--- START Text shown ---
Keywords: Tags  Japanese steel industry, transition, Japan Iron and Steel Federation, JISF, Nippon Steel & Sumitomo Metals Corp., NSSMC, JFE Steel, Kobe Steel Nisshin Steel


NEW YORK — The official headquarters address of the Japan Iron and Steel Federation might be 3-2-10 Nihonbashi-Kayabacho, Chuo-Ku, Tokyo, but ask any of the 110-plus iron and steel producers, trading companies and trade associations that are members of the organization where they do business daily, and the more outspoken among them will tell you between a very, very large rock and a very, very hard place.

Two decades of deflation, economic stagnation, the Fukushima earthquake, tsunami and nuclear disaster, a persistently strong currency (until the recent advent of "Abenomics," or easing of monetary policy to spur demand, under Prime Minister Shinzo Abe) and three recessions in five years will do that to you.
--- END Text shown ---
--- START Stored rows ---
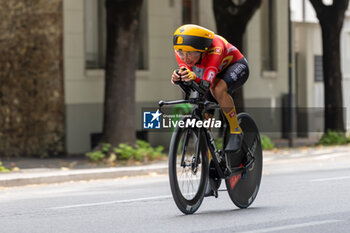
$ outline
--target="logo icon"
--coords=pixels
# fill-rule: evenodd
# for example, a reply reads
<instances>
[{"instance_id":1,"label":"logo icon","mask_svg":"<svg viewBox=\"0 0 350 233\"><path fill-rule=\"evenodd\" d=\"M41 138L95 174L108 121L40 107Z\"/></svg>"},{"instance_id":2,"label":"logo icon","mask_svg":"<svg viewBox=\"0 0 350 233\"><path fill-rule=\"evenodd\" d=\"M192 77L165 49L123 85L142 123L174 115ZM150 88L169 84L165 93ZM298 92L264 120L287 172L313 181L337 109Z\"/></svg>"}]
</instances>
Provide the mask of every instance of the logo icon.
<instances>
[{"instance_id":1,"label":"logo icon","mask_svg":"<svg viewBox=\"0 0 350 233\"><path fill-rule=\"evenodd\" d=\"M160 116L162 114L156 112L143 112L143 128L144 129L160 129Z\"/></svg>"}]
</instances>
--- END Stored rows ---
**Problem set**
A - From the article on Japan's steel industry, list the kinds of organizations that are members of the Japan Iron and Steel Federation.
B - What is the official headquarters address of the Japan Iron and Steel Federation, according to the article on Japan's steel industry?
C - Decide whether each statement agrees with the article on Japan's steel industry, answering yes or no and quoting the words that settle it: (i) The Japan Iron and Steel Federation has more than 110 members. (ii) "Abenomics" refers to a tightening of monetary policy. (iii) Japan went through three recessions in ten years.

**Answers to the exercise**
A - Iron and steel producers, trading companies, and trade associations.

B - 3-2-10 Nihonbashi-Kayabacho, Chuo-Ku, Tokyo

C -
(i) Yes: "the 110-plus iron and steel producers, trading companies and trade associations that are members of the organization"
(ii) No: "easing of monetary policy to spur demand"
(iii) No: "three recessions in five years"